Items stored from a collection
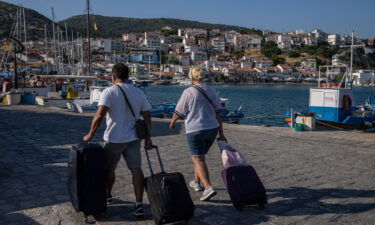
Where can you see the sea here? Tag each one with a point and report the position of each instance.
(262, 104)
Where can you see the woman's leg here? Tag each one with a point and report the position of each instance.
(201, 170)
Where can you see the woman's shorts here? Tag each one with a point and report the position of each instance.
(201, 141)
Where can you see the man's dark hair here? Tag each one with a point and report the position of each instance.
(120, 71)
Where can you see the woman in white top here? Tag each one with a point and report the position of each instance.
(200, 106)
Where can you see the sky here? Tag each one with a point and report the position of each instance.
(332, 16)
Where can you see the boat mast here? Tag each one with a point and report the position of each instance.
(24, 30)
(88, 37)
(351, 57)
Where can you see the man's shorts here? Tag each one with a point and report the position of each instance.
(200, 141)
(131, 151)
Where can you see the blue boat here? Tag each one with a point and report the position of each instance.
(227, 115)
(332, 104)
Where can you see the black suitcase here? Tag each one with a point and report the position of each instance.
(244, 186)
(87, 178)
(168, 195)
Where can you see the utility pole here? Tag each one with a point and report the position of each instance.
(88, 40)
(88, 37)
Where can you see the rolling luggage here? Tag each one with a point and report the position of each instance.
(87, 178)
(168, 195)
(244, 186)
(242, 182)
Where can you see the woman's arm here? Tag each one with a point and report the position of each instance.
(221, 131)
(175, 117)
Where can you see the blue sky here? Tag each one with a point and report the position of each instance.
(333, 16)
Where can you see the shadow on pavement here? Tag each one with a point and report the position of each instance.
(306, 201)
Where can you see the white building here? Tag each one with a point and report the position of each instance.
(285, 45)
(312, 41)
(364, 77)
(129, 37)
(300, 31)
(334, 39)
(309, 64)
(188, 41)
(229, 36)
(107, 45)
(218, 44)
(245, 41)
(284, 37)
(152, 43)
(198, 56)
(272, 37)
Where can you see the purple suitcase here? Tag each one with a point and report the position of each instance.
(244, 186)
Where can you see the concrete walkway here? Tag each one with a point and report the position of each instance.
(322, 177)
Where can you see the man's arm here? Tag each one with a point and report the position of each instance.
(147, 117)
(96, 121)
(221, 132)
(175, 117)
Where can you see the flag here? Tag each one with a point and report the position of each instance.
(368, 51)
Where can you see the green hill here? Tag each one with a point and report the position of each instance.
(116, 26)
(34, 21)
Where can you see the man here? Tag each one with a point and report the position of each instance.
(120, 135)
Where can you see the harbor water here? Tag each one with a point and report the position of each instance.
(262, 104)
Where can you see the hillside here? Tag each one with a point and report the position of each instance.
(34, 21)
(116, 26)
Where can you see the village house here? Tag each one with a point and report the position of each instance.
(308, 64)
(129, 37)
(334, 39)
(198, 56)
(247, 41)
(311, 41)
(261, 62)
(218, 44)
(152, 43)
(107, 45)
(284, 69)
(229, 36)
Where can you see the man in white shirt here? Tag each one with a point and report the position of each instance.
(120, 134)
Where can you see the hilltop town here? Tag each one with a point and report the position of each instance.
(166, 55)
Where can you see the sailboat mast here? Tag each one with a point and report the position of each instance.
(351, 57)
(24, 30)
(88, 37)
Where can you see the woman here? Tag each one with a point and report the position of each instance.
(200, 106)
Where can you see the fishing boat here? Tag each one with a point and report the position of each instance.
(166, 110)
(333, 105)
(230, 115)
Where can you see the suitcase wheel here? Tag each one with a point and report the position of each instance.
(261, 205)
(239, 206)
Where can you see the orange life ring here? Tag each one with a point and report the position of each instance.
(48, 81)
(58, 82)
(347, 102)
(39, 83)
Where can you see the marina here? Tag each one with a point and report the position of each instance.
(320, 177)
(292, 143)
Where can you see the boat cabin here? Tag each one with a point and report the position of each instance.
(331, 104)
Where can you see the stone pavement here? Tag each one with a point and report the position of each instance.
(323, 177)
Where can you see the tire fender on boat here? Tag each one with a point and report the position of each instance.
(346, 102)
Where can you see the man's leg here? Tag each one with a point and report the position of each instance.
(138, 179)
(111, 178)
(113, 156)
(201, 170)
(132, 156)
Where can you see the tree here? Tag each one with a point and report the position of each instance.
(270, 48)
(293, 54)
(221, 78)
(277, 60)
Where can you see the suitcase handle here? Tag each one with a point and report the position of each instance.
(149, 162)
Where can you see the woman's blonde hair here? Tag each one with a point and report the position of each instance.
(196, 74)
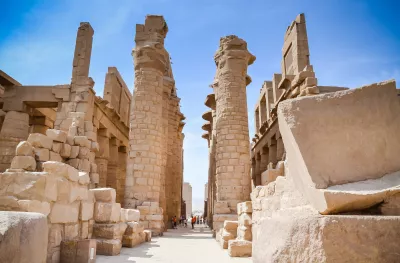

= The task =
Gather every line of the data above that contains the word "blue".

= Task output =
Where can you see the blue boat here? Tag each one with a point and report the position of each instance.
Where can you see the blue sky here? Tag each one with a point and report the position of each instance.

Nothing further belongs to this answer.